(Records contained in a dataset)
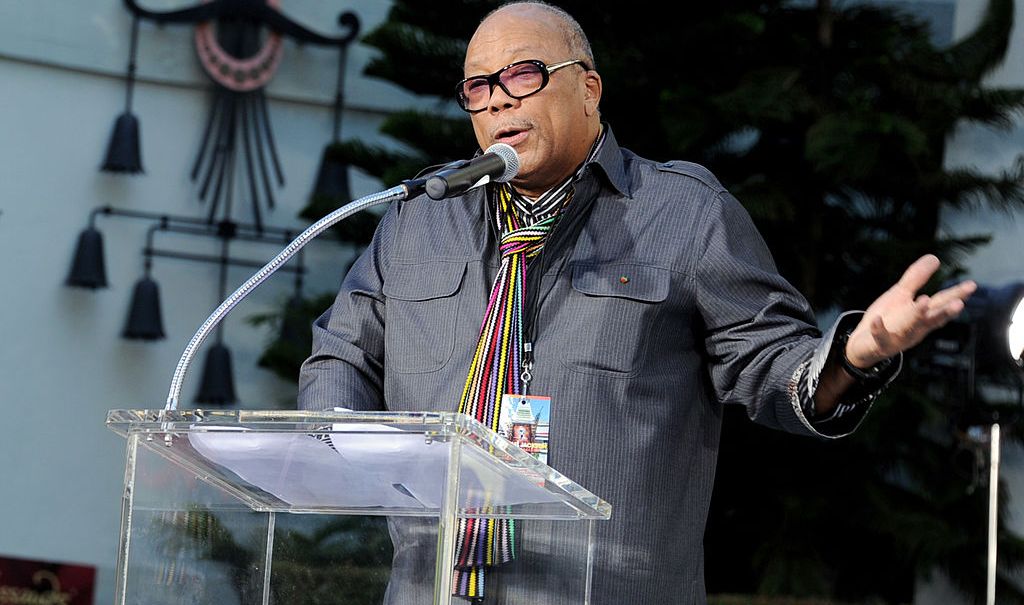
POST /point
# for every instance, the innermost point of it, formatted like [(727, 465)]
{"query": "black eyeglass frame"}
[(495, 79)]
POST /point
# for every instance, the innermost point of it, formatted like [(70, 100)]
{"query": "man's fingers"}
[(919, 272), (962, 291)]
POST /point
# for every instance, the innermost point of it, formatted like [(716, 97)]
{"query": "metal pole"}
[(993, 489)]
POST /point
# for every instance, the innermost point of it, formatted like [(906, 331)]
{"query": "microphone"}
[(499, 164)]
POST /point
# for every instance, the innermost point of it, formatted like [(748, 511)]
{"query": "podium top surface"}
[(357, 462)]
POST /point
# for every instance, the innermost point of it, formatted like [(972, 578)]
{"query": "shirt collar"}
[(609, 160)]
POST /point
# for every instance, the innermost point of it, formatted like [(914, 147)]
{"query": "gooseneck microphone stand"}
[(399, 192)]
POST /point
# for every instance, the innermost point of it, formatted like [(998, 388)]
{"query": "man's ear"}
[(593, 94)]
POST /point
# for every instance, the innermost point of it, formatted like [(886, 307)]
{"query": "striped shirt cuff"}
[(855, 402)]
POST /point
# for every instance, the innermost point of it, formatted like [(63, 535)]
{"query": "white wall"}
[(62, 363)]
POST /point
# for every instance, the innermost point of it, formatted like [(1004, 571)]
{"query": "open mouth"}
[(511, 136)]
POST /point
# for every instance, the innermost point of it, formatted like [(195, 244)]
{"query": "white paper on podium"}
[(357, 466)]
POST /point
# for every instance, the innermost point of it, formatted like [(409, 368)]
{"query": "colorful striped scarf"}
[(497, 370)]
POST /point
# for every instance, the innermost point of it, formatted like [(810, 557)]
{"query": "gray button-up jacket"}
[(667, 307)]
* * *
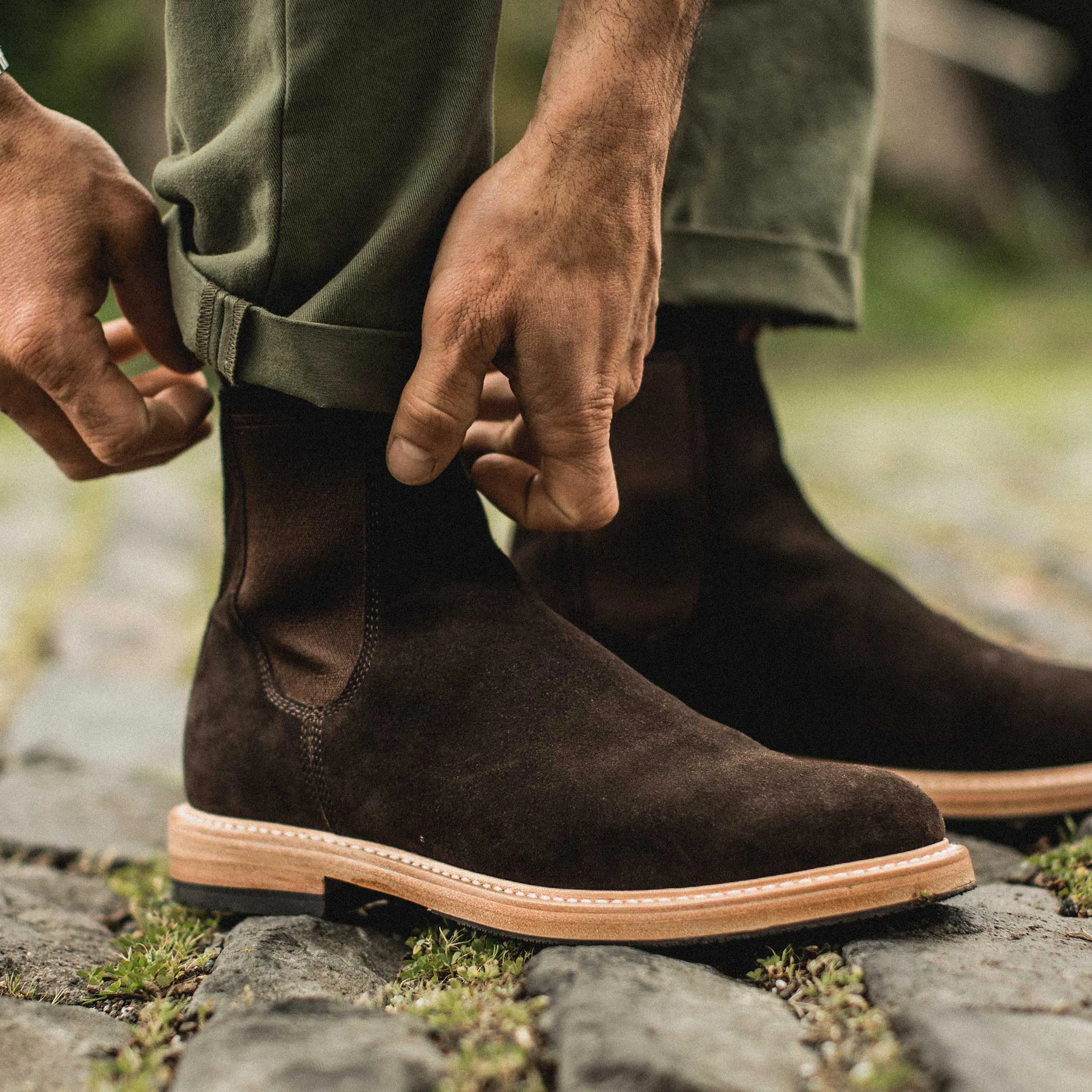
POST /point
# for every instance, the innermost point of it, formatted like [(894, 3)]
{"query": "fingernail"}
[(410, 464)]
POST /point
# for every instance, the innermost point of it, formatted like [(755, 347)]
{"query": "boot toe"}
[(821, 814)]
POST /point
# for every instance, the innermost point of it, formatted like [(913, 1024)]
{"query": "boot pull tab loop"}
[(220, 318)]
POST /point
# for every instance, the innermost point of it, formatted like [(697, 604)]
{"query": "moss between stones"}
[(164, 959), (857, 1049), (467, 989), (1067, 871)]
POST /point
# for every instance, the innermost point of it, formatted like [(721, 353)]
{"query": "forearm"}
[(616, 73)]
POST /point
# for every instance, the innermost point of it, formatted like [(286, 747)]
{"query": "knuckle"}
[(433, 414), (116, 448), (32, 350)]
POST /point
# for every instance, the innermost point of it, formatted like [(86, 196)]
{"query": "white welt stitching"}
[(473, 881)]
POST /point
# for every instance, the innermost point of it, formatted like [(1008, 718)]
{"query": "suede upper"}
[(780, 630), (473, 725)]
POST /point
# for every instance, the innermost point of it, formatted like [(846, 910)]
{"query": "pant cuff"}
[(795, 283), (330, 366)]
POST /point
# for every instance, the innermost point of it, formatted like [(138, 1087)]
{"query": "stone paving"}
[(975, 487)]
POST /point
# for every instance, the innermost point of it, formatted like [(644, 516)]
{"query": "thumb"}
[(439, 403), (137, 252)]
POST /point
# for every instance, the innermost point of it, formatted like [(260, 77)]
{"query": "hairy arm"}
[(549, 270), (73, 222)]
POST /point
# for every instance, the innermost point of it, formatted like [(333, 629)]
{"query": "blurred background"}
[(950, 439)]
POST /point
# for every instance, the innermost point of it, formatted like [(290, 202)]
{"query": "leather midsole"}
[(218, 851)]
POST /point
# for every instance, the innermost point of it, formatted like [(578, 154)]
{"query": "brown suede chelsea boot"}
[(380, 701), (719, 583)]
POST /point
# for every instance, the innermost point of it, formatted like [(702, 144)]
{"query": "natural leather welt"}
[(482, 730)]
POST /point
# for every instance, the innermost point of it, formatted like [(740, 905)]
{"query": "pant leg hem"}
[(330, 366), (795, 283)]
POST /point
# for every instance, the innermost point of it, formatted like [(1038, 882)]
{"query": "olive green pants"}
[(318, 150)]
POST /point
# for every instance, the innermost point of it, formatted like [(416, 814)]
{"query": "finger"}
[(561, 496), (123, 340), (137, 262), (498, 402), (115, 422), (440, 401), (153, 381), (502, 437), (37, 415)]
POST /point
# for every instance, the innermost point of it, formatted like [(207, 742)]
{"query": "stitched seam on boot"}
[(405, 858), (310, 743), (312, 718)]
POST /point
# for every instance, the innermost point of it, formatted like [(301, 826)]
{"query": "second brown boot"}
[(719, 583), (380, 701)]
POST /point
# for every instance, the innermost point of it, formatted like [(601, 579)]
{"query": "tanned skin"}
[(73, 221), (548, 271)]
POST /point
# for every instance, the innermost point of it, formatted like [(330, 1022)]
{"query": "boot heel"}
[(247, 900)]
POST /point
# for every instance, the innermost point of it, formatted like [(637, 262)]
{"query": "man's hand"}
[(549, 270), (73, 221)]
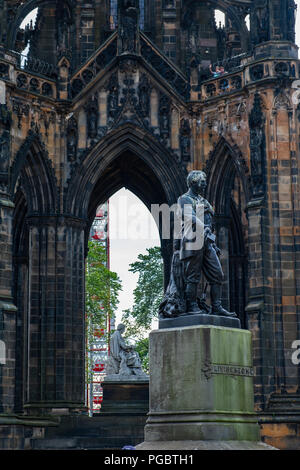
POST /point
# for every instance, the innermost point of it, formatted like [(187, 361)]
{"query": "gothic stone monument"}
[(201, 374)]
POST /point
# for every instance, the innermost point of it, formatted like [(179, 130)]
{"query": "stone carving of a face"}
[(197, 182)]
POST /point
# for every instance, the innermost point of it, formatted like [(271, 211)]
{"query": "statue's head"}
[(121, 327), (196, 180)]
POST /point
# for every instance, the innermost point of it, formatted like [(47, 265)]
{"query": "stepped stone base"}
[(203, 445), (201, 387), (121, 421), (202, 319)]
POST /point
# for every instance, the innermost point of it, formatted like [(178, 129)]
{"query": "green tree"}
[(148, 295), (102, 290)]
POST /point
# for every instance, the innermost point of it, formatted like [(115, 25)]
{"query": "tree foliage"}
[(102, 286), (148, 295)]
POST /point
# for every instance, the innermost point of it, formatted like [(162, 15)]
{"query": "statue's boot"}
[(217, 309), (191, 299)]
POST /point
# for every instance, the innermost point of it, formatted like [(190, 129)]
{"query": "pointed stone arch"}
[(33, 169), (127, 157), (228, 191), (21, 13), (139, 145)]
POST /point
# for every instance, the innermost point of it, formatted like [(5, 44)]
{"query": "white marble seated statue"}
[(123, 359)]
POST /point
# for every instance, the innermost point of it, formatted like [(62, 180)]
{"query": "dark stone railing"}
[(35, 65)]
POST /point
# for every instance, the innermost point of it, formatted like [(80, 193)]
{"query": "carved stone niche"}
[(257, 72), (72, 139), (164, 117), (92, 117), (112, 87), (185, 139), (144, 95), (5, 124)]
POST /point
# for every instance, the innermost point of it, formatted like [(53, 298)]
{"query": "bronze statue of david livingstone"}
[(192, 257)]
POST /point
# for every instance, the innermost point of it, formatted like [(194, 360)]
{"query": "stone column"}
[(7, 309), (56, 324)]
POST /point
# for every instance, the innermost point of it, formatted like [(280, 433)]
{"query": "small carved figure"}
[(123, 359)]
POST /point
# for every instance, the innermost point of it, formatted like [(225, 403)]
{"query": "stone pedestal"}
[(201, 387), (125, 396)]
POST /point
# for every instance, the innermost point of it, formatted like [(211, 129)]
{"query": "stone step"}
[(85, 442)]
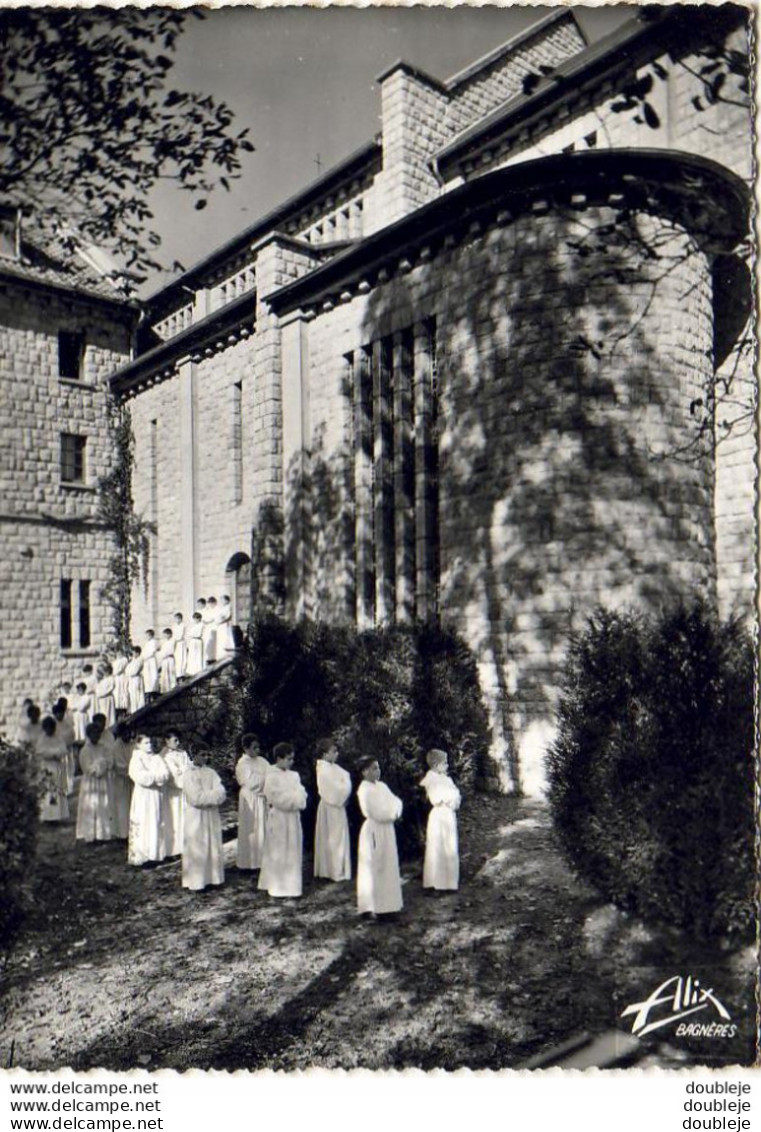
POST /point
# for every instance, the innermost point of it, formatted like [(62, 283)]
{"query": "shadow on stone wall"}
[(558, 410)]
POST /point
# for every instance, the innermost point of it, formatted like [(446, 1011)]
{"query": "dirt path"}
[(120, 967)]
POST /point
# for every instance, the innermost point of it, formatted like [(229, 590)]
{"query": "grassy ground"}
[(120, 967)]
* * *
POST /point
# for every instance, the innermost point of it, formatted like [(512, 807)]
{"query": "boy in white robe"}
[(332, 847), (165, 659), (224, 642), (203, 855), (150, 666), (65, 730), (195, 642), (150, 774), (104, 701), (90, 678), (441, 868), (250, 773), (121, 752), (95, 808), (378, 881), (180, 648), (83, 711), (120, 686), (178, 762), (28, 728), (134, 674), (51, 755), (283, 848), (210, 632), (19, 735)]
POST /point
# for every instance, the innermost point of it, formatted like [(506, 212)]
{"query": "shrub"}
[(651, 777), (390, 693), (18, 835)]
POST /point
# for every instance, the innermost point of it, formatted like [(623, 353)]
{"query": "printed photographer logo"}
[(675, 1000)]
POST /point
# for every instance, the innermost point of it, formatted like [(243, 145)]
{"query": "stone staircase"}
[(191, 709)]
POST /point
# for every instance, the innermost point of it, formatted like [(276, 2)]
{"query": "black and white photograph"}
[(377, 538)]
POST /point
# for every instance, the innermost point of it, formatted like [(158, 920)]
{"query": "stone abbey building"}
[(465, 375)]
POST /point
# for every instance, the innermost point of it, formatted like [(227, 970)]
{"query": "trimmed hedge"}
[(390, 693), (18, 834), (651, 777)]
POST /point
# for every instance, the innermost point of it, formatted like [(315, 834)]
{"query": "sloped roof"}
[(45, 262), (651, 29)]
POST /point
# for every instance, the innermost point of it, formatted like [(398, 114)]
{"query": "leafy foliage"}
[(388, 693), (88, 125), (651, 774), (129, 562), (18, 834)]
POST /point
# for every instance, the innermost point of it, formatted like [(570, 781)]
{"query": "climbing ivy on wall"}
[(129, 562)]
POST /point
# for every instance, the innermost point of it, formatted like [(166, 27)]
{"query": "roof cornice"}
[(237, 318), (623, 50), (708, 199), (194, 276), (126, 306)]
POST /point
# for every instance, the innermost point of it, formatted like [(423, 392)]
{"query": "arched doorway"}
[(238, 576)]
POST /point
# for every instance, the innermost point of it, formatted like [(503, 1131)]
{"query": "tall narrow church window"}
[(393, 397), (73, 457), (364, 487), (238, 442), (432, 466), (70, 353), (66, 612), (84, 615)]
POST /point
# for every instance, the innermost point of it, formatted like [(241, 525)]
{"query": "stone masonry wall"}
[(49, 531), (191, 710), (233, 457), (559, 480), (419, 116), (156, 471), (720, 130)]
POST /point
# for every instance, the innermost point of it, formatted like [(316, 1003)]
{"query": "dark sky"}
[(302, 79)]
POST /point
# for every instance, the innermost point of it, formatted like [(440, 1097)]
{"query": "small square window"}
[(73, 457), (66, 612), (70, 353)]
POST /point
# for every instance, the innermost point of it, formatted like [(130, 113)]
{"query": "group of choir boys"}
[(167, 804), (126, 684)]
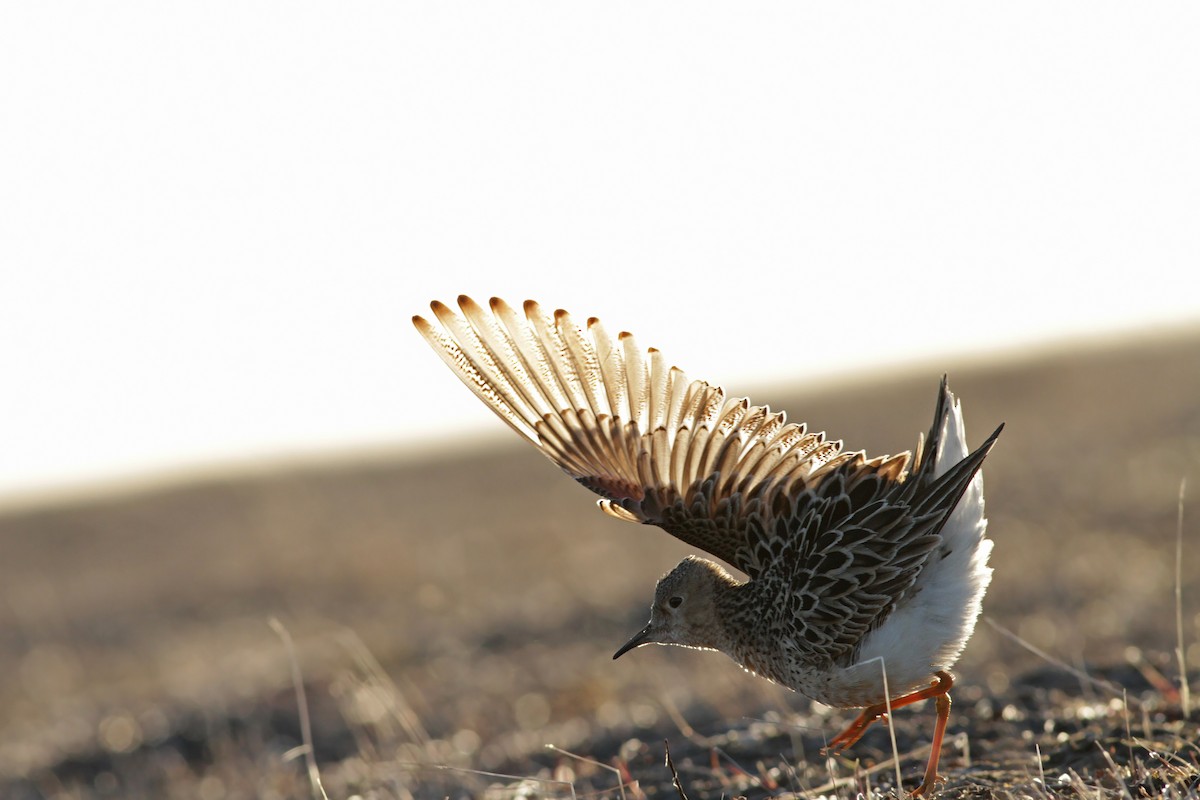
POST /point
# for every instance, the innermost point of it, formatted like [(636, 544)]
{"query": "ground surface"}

* **Problem to work on**: Look above for the line holding "like [(286, 747)]". Print it and every line after it, exactly, through the line holding "like [(86, 196)]".

* **Task solution**:
# for every instance, the innermost point of it, formatted like [(286, 747)]
{"query": "knuckle"}
[(433, 414), (116, 448), (32, 350)]
POST /point
# for every instance, the innermost point of it, formatted like [(86, 196)]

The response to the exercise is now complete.